# [To be done]
Return each row below that contains the word "board", matching its case exactly.

# [Excerpted records]
_____
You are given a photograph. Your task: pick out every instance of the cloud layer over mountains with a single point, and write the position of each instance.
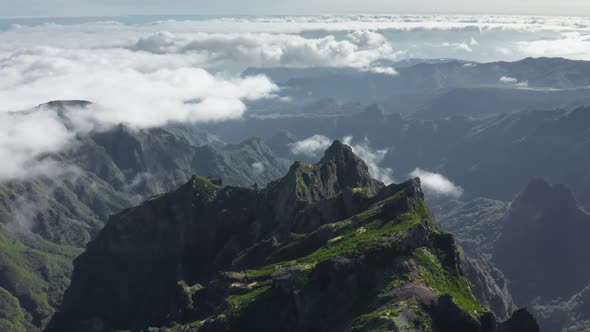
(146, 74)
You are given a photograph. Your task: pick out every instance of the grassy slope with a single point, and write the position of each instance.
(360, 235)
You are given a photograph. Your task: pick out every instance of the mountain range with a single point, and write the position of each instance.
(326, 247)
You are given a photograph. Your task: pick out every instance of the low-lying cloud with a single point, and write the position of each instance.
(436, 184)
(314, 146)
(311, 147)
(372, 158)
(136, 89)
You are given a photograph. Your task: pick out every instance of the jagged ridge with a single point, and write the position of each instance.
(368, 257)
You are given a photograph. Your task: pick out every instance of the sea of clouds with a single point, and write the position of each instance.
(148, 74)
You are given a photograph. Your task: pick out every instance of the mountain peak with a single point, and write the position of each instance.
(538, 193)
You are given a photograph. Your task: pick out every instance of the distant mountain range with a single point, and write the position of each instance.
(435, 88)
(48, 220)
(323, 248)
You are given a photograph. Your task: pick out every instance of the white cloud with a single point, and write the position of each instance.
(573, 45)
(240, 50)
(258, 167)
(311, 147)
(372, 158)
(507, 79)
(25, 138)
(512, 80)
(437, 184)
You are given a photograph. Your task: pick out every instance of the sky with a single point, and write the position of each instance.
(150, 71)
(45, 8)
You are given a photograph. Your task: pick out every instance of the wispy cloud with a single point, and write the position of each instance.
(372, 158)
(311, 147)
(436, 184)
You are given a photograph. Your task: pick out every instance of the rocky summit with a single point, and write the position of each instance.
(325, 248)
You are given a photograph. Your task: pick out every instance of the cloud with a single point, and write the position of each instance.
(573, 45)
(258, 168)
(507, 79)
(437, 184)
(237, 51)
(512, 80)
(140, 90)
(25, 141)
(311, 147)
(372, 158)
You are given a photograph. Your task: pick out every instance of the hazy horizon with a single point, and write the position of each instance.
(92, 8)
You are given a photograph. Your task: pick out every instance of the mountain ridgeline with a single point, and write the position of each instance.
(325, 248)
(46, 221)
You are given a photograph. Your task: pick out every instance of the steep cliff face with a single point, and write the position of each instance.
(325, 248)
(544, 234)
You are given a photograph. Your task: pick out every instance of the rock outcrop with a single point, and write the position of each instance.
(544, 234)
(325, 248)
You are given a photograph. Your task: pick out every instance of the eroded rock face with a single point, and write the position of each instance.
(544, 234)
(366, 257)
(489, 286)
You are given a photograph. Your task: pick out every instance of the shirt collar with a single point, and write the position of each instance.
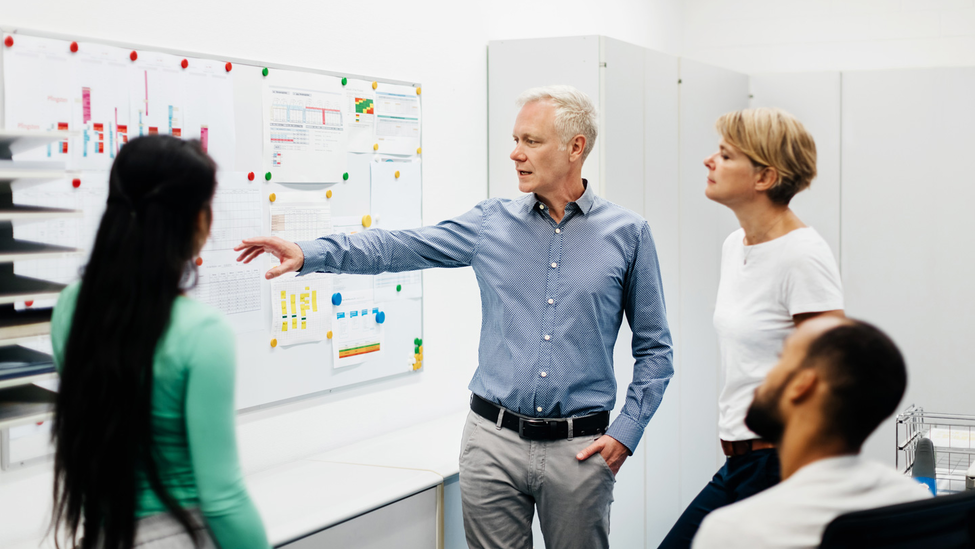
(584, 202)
_____
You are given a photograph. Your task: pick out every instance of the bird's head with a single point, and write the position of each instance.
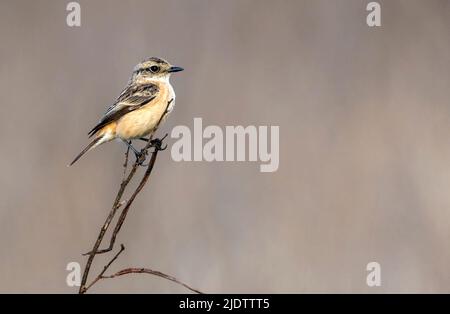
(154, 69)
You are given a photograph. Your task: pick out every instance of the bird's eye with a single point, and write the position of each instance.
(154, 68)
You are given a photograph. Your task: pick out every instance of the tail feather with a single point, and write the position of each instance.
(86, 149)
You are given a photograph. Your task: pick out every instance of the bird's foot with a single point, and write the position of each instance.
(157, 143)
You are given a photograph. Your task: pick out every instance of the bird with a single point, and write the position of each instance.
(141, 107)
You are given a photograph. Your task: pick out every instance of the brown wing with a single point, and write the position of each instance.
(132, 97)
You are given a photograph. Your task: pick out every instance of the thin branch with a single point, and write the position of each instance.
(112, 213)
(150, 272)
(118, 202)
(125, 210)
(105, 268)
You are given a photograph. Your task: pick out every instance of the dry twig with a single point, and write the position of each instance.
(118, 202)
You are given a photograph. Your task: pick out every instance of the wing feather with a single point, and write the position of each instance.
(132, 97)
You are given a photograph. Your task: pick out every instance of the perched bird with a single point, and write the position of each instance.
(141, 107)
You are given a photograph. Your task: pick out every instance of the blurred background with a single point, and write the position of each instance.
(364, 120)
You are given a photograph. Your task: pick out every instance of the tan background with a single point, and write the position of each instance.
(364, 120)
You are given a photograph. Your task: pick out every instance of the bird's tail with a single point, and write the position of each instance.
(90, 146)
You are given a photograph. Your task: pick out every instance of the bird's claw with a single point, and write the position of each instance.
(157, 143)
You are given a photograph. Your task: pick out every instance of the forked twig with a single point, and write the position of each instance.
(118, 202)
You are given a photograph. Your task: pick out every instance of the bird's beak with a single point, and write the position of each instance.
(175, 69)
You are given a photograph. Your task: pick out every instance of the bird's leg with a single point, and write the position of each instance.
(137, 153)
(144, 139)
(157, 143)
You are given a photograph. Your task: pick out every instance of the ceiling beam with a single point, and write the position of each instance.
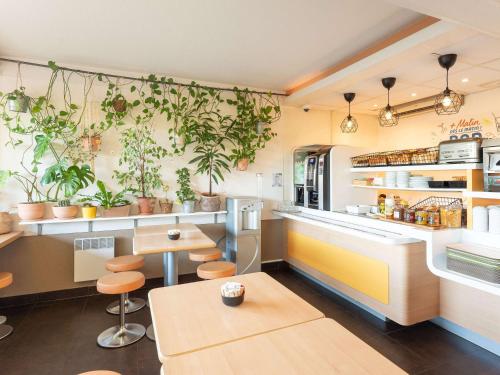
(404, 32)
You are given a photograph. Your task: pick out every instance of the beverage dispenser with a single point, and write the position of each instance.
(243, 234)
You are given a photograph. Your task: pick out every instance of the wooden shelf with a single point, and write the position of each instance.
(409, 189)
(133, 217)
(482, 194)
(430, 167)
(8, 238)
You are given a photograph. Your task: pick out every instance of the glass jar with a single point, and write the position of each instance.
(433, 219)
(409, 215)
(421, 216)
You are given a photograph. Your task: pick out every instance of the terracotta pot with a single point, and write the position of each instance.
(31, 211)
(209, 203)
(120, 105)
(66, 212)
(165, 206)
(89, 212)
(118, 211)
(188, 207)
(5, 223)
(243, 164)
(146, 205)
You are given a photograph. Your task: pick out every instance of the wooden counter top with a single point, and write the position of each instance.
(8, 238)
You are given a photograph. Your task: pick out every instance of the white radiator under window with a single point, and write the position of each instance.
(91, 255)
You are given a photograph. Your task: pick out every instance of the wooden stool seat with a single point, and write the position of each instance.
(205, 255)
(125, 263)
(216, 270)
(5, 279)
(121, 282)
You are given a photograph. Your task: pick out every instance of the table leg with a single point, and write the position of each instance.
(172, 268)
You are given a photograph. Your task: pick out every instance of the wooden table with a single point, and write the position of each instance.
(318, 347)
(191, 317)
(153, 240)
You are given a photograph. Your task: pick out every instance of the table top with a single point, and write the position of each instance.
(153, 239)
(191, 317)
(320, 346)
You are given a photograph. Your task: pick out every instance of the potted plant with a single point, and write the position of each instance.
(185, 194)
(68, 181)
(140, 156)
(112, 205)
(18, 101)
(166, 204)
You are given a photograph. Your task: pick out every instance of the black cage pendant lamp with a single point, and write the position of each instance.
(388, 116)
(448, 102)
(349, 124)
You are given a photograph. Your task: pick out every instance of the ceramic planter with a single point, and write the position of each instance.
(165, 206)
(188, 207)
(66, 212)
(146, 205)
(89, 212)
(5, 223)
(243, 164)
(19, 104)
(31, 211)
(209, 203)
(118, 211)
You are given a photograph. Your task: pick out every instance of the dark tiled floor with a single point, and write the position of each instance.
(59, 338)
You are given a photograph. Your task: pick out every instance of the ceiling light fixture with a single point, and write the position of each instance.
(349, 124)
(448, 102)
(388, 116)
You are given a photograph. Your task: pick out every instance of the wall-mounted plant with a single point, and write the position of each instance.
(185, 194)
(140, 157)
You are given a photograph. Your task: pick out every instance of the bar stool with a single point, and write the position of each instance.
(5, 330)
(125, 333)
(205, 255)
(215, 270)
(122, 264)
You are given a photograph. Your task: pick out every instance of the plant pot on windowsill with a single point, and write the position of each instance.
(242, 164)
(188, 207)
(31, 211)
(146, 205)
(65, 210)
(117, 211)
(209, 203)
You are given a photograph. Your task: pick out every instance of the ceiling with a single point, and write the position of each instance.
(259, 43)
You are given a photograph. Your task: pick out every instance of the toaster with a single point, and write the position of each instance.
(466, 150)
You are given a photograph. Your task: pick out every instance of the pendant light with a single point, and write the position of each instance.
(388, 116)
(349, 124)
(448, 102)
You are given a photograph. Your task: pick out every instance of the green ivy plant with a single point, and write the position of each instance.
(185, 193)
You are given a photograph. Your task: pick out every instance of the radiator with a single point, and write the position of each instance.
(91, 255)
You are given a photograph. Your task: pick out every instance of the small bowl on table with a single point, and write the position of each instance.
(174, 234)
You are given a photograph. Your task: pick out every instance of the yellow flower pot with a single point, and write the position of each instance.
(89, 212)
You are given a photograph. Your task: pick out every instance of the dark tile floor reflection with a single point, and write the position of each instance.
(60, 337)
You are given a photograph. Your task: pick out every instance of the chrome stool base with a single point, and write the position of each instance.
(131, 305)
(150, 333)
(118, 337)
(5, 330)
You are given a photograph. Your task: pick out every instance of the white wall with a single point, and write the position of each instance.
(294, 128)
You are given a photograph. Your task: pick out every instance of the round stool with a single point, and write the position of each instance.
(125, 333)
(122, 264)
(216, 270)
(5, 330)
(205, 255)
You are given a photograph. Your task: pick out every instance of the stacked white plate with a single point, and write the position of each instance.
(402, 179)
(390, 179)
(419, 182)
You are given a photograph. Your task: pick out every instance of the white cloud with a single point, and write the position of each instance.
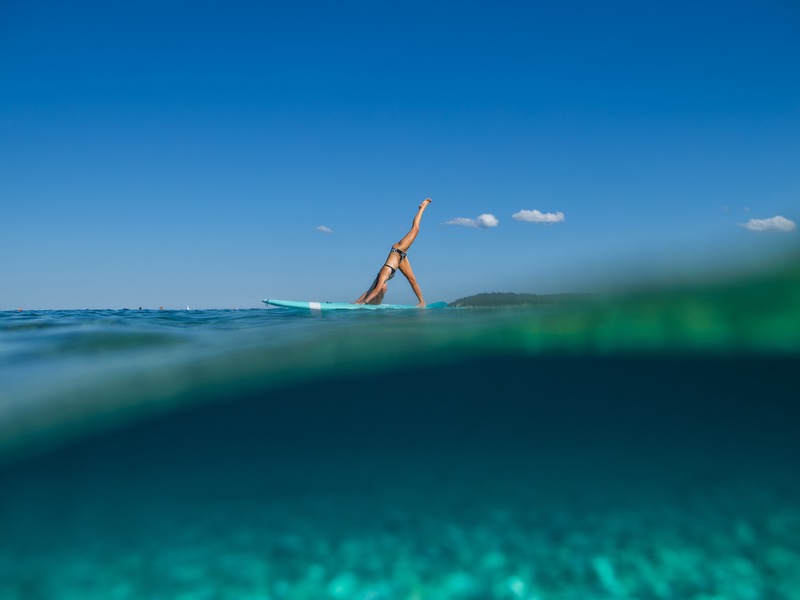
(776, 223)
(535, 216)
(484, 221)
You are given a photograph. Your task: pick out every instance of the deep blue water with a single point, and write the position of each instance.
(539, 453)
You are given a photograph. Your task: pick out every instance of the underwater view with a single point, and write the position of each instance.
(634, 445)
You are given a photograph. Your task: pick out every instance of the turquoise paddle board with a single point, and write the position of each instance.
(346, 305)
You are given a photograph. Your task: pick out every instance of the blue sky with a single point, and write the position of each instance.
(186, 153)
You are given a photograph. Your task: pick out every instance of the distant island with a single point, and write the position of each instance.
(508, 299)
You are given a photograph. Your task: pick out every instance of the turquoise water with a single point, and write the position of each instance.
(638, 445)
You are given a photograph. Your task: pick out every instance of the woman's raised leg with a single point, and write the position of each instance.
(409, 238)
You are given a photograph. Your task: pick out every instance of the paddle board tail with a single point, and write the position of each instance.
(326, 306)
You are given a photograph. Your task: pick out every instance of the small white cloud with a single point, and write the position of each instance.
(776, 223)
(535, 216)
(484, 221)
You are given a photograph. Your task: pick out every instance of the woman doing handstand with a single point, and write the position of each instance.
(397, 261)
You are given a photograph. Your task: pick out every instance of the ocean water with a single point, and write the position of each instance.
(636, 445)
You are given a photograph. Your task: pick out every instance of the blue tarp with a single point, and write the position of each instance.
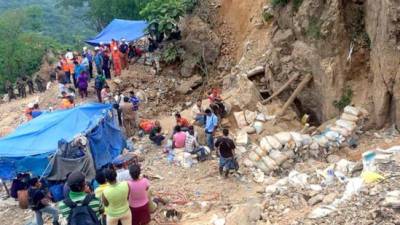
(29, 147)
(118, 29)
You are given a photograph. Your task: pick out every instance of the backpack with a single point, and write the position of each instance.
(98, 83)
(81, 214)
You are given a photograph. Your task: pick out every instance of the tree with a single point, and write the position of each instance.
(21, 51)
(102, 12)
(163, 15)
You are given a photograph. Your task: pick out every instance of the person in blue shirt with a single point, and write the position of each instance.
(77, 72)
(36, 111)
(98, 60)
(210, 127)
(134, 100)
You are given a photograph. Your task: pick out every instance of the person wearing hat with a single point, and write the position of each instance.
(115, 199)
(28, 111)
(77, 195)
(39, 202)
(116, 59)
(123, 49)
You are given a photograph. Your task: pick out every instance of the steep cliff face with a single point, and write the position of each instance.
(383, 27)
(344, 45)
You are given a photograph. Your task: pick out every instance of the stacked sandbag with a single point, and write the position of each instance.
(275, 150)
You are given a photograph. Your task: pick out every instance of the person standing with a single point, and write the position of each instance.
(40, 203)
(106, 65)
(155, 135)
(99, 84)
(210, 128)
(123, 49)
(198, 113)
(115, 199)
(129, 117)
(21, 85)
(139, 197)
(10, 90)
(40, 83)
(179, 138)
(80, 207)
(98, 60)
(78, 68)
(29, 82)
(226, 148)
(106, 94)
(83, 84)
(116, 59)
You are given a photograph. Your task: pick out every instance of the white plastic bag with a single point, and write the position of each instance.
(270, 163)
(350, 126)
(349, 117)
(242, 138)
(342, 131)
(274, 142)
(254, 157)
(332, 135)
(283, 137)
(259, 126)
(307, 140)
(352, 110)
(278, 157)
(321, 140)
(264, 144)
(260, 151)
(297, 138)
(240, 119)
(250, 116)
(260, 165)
_____
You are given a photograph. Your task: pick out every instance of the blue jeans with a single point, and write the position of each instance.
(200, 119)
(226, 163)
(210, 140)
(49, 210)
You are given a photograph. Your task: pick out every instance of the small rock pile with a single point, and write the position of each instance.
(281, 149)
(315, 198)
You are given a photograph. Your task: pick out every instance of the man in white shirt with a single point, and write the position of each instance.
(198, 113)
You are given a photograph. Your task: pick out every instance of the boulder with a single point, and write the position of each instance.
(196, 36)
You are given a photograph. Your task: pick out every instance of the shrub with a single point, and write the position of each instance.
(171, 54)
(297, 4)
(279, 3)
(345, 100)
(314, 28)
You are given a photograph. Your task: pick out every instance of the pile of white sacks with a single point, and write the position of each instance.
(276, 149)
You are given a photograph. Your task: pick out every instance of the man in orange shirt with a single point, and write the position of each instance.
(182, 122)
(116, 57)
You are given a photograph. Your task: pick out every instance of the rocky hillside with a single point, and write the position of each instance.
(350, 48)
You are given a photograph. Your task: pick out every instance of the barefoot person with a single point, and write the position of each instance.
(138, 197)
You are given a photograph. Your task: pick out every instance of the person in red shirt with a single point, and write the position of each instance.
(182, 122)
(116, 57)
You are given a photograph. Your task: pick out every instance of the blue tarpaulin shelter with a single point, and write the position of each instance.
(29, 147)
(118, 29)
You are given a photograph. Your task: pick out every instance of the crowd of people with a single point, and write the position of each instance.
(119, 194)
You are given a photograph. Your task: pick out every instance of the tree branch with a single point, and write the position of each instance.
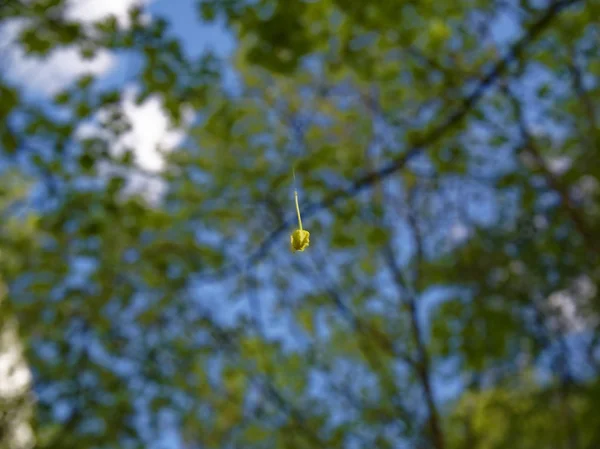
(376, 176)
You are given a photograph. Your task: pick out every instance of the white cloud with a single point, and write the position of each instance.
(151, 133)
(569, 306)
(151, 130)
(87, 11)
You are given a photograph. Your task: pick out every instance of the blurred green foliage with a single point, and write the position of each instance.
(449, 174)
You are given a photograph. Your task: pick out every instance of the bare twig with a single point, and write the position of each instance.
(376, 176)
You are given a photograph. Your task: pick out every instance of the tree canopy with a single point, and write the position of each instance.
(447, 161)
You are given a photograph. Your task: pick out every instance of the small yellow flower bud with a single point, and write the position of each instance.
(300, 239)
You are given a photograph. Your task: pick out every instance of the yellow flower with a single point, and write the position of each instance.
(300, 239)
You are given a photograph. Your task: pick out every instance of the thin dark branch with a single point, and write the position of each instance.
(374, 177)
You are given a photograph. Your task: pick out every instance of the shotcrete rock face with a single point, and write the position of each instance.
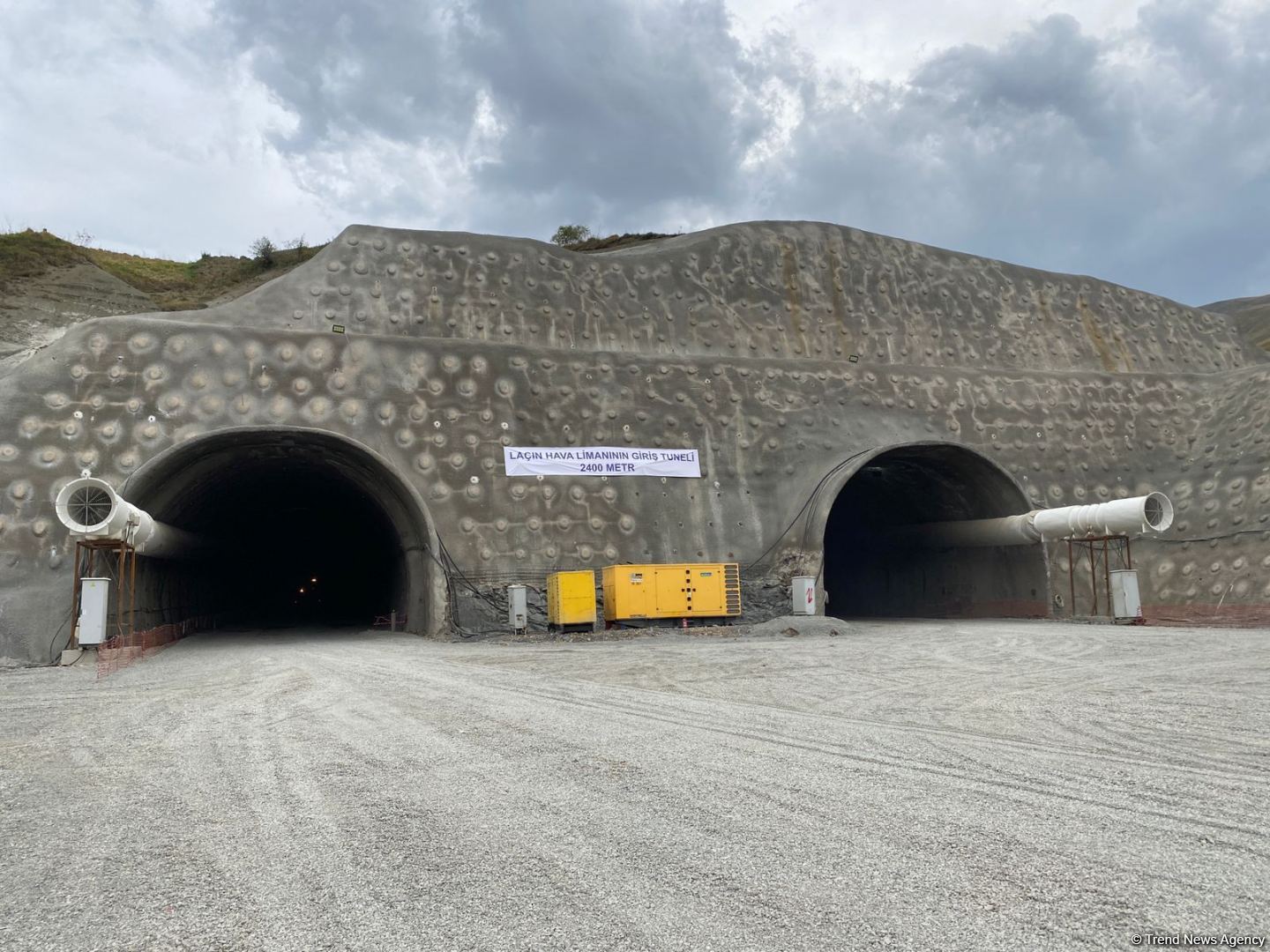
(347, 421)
_____
# [Answer to the problem]
You are given a photograph. Your task: pick out every instance of the turquoise paddle board with a single point, and write the position of each instance.
You are given a photograph. Your task: pick out every instance of the paddle board tail with a single point, and write the position of each instance.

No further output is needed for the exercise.